■ Extract provided
If you want a jam-packed, over-the-top, ridiculously big-action, summer blockbuster imagery in comic book form, Ed McGuinness is the artist to call, which is exactly what Marvel does for "Guardians of the Galaxy" #18, featuring film stars Star-Lord, Drax and Thanos. Unfortunately, Bendis also packs in overly verbose characters. That keeps letterer Cory Petit plenty busy, but when readers are expecting the "grand reveal" of what happened in the Cancerverse almost five years ago (our time) a page of melting shadows filled with word balloons from Gamora isn't exactly an attention-grabber.
To his credit, Bendis begins the issue with Gamora admitting to changing and evolving, but one-tenth of this book is filled with preamble to revelation readers have been clamoring for since at least 2012 when Star-Lord and Thanos returned from the Cancerverse without Richard Rider. Perhaps realizing that McGuinness excels with superhero combat action, Bendis gets out of the way at that point, leaving plenty of room for big action bits, which come in handy for a comic that features Nova and the aforementioned trio of Star-Lord, Drax and Thanos. The first splashy moment for McGuinness is filled with a seething Thanos standing his ground as Nova and Star-Lord charge their foe.
The action and fisticuffs reveal to readers that this is the type of story that is worthy of an Annual, but is unnecessarily disrupted by the confines of monthly comics. Just as the story digs in and gains some traction, the "To Be Continued..." blurb appears on-page, making this twenty-page story seem bitterly short. There are moments where Bendis and Petit get out of the way, letting McGuinness, inker Mark Farmer and colorist Justin Ponsor go nuts on the page. At other points, Bendis puts an astonishing amount of flowery, over-burdened dialog, including a scene-shifting exchange where Thanos apparently changes his battle tactics to talking his opponents to death.

■ Dataset content
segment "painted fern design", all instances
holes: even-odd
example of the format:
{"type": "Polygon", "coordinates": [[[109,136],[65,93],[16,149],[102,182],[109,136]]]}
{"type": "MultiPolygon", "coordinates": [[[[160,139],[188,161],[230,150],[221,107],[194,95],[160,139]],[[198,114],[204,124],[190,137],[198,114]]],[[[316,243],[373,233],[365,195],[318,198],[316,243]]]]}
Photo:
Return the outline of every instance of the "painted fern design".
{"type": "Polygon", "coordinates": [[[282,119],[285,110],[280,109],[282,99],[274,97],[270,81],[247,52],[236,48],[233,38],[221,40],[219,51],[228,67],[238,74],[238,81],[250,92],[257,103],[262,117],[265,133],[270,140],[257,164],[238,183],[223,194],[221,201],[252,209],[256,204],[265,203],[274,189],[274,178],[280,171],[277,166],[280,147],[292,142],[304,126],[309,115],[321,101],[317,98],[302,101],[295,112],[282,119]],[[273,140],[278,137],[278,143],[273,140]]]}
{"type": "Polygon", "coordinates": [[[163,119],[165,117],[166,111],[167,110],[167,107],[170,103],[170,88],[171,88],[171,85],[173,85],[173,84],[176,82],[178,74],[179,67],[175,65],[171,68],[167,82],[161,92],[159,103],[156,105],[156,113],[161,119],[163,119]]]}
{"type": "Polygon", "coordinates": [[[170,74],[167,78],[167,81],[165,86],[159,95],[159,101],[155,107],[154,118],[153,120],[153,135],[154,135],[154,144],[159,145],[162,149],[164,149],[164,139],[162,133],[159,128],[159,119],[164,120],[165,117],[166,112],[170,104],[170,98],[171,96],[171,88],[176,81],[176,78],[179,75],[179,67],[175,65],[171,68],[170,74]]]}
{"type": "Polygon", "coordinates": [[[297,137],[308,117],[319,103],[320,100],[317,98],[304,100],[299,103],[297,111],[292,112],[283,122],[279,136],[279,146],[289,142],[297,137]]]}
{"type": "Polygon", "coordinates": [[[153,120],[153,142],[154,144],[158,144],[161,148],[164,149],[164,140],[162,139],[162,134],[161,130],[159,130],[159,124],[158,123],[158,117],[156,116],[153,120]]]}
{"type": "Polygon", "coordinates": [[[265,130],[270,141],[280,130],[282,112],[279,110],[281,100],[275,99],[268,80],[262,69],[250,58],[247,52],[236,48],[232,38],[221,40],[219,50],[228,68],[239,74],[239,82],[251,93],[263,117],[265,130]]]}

■ Tasks to carry out
A) In the review of "Guardians of the Galaxy" #18, who is the letterer?
B) Update the part of the review that opens with "If you want" and closes with "exactly an attention-grabber." by replacing "attention-grabber" with "eye-catcher".

■ Solutions to the problems
A) Cory Petit

B)
If you want a jam-packed, over-the-top, ridiculously big-action, summer blockbuster imagery in comic book form, Ed McGuinness is the artist to call, which is exactly what Marvel does for "Guardians of the Galaxy" #18, featuring film stars Star-Lord, Drax and Thanos. Unfortunately, Bendis also packs in overly verbose characters. That keeps letterer Cory Petit plenty busy, but when readers are expecting the "grand reveal" of what happened in the Cancerverse almost five years ago (our time) a page of melting shadows filled with word balloons from Gamora isn't exactly an eye-catcher.